» Exercise requirements:
The entries below are to be repeated exactly as they stand.

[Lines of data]
———
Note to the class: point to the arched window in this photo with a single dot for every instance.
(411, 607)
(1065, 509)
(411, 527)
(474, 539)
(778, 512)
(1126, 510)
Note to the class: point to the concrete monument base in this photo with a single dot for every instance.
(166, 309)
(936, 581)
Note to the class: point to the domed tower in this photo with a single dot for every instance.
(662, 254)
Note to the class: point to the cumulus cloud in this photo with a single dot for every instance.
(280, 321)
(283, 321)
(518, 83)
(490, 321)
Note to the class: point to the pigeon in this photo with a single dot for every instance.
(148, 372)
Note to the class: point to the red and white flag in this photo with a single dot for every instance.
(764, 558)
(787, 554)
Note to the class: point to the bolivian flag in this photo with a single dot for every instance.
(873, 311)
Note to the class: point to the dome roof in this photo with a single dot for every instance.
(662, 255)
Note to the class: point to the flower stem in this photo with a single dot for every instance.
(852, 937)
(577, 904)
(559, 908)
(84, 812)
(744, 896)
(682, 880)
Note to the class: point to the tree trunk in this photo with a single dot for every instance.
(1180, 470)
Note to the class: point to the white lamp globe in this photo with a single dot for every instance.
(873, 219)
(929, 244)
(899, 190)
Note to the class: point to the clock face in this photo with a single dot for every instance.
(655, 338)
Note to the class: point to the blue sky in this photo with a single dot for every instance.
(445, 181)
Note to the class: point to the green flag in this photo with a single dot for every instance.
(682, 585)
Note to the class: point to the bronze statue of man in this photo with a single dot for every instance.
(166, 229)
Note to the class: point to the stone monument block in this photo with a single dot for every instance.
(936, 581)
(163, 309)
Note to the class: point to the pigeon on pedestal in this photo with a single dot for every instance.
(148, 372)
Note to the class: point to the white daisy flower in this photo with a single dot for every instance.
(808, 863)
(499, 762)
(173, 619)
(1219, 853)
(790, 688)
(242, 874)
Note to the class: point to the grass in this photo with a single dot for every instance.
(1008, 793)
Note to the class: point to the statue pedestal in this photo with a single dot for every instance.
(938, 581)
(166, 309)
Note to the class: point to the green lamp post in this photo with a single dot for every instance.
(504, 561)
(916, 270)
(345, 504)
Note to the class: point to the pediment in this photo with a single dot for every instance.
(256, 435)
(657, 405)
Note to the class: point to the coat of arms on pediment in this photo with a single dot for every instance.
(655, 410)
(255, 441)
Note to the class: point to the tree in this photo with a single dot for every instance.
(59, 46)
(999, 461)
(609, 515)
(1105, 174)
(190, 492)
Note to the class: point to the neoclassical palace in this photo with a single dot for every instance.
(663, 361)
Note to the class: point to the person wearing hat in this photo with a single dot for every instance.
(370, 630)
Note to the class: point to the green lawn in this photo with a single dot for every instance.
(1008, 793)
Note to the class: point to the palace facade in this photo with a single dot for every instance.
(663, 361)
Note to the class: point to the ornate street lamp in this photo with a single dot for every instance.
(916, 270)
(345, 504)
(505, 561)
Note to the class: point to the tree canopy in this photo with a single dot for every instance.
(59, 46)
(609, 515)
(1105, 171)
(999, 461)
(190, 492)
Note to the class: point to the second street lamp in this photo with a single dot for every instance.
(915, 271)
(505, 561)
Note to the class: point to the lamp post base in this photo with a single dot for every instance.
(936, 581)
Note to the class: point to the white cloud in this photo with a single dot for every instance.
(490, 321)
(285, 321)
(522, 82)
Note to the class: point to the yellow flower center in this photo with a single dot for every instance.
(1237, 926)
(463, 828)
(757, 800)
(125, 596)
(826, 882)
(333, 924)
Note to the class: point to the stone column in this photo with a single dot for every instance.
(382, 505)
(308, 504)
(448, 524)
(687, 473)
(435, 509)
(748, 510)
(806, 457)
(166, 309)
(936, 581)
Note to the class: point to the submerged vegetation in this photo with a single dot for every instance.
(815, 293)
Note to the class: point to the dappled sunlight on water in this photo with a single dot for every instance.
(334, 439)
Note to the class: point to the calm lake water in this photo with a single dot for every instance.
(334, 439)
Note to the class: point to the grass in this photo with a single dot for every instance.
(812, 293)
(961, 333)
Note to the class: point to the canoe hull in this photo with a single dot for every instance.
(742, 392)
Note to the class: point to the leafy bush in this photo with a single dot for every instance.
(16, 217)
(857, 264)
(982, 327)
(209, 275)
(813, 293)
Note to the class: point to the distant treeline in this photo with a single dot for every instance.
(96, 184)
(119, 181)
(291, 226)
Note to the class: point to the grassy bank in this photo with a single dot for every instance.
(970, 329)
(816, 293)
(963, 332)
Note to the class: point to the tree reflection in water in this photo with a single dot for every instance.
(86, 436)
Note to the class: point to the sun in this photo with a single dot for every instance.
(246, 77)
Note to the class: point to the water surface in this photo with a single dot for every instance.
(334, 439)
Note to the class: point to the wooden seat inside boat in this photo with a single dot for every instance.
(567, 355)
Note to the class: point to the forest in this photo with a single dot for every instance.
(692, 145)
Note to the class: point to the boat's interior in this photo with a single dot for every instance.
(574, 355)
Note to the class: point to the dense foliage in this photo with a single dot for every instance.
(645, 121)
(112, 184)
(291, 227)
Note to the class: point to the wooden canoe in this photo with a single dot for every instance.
———
» Output below:
Note to the class: point to the arched window in this photo with a single dot for every instance.
(411, 607)
(1065, 509)
(411, 527)
(474, 539)
(778, 512)
(1126, 510)
Note to the class: point to the concrete monument base in this photo with a single dot for every instance.
(166, 309)
(936, 581)
Note to the class: point to the domed tower in this photo with a single dot for every instance.
(662, 254)
Note to the class: point to the cumulus cloud in this photo with a single dot for every instance.
(280, 321)
(283, 321)
(518, 83)
(490, 321)
Note to the class: point to the pigeon in this photo with a single dot for every instance.
(148, 372)
Note to the class: point to the red and white flag in this photo with a single dot for every instance.
(764, 558)
(787, 554)
Note to the class: point to the bolivian flag in this photo with a single dot for every instance.
(873, 311)
Note to the class: point to the dome roof in this photo with a single dot for every instance.
(662, 255)
Note to the class: point to the flower stem in this photo with a single dot for every instance.
(852, 937)
(577, 904)
(559, 908)
(84, 812)
(744, 896)
(682, 880)
Note to the class: point to the tree trunk in this photo with a single dot for every instance.
(1180, 470)
Note to the class: point to the white lamp globe in this photo with a single dot for every instance.
(873, 219)
(929, 244)
(899, 190)
Note to the class: point to the clock face in this photo with a single dot for every instance.
(655, 338)
Note to the class: point to the blue sky in this photo with a single dot for every instance.
(445, 181)
Note to the class: point to the green flag in this photo with a single dot for every instance.
(682, 585)
Note to the class: point to the bronze statue of man in this photo with a single dot for every instance.
(166, 229)
Note to the class: point to the stone monument block in this photo with a single dot for every instance.
(936, 581)
(163, 309)
Note to the class: point to the pigeon on pedestal in this photo with a single dot for every instance.
(148, 372)
Note to the class: point to the white daisy flower in this photo with a single dot for every instance.
(808, 863)
(499, 762)
(173, 619)
(1219, 853)
(790, 688)
(242, 874)
Note to the class: point to the grass in this photo with a single dot for every instance.
(1008, 793)
Note to the class: point to the statue pedestal in this photo with a single dot for every instance.
(938, 581)
(166, 309)
Note to the class: point to the green lamp post in this photo with a single dot for every instance.
(504, 561)
(916, 270)
(345, 504)
Note to the class: point to the pediment in this photo with a single dot for every instance.
(256, 435)
(657, 405)
Note to the class: point to the coat of arms on pediment in this photo with a single dot for every instance.
(655, 410)
(255, 441)
Note to the class: point to the tree in this photo with a single dot for every instance.
(59, 46)
(999, 461)
(609, 515)
(1105, 174)
(190, 492)
Note to the class: point to the neoclassical palace in this photo with a single dot for every instance.
(663, 361)
Note to the class: point to the person wearing hat in this photo with a single dot for every instance.
(370, 630)
Note to the class: point to the green lawn in this photo with a single dot for every instance.
(1008, 793)
Note to the class: point to the palace facade in this photo with a single dot for every instance.
(663, 361)
Note to the class: point to the ornate street lamp in this photo with a single dot for every instance.
(916, 270)
(345, 504)
(505, 561)
Note to the class: point to the tree canopy in this photo with a single dot for every instance.
(59, 46)
(609, 515)
(1105, 171)
(999, 461)
(190, 492)
Note to the class: point to the second street lamp in this photo with a single dot for every instance.
(915, 271)
(505, 561)
Note to the class: point to the lamp post base in this photo with a single dot for every instance.
(936, 581)
Note to the class: point to the white cloud in this photo with a single dot for every instance.
(490, 321)
(285, 321)
(522, 82)
Note to the class: point to the yellow flower center in this photo with a single dot for every instance.
(1237, 926)
(463, 828)
(757, 800)
(125, 596)
(826, 882)
(333, 924)
Note to the class: point to the stone column in this photo with a single dot for every instance.
(382, 505)
(308, 504)
(448, 524)
(687, 473)
(435, 509)
(748, 510)
(806, 457)
(166, 309)
(936, 581)
Note to the class: point to the submerged vegetation in this photo with a single dot for every instance.
(815, 293)
Note to the class: point to the dappled sunlight on water in this photo with a single dot for every instance.
(334, 439)
Note to the class: point to the calm lake water in this photo with a single dot for every instance.
(334, 439)
Note to the class: point to the grass in this photo with a single dot for every instance.
(812, 293)
(961, 333)
Note to the class: point to the canoe hull in this photo with a single dot for every instance.
(742, 392)
Note to the class: point to the leafy bush in this photo with a single dot for every instance.
(16, 217)
(857, 264)
(982, 327)
(209, 275)
(813, 293)
Note to the class: point to the distant treeline in this photo with a single dot for every instance.
(96, 184)
(119, 181)
(291, 226)
Note to the class: point to the grassy bank in this photo with a single dot for every instance.
(970, 329)
(816, 293)
(963, 332)
Note to the class: point to the tree reflection in water in this photo with a single dot for every instance.
(86, 436)
Note to the class: point to the sun in this photo with a single dot for every instance.
(246, 77)
Note to the class: point to the water surface in this photo with a single dot for every instance.
(334, 439)
Note to the class: point to the wooden seat inside boat in this photo with a single dot for every instance.
(567, 355)
Note to the class: point to the forest in this photo with a single dot for every instance.
(692, 145)
Note to the class: point to the boat's interior in this photo with a single dot for every instance.
(574, 355)
Note to the class: point to the dense foliage in this photo with a single dot for every instance.
(645, 121)
(112, 184)
(291, 227)
Note to the class: point to the wooden canoe in this photo with a single dot for every instance.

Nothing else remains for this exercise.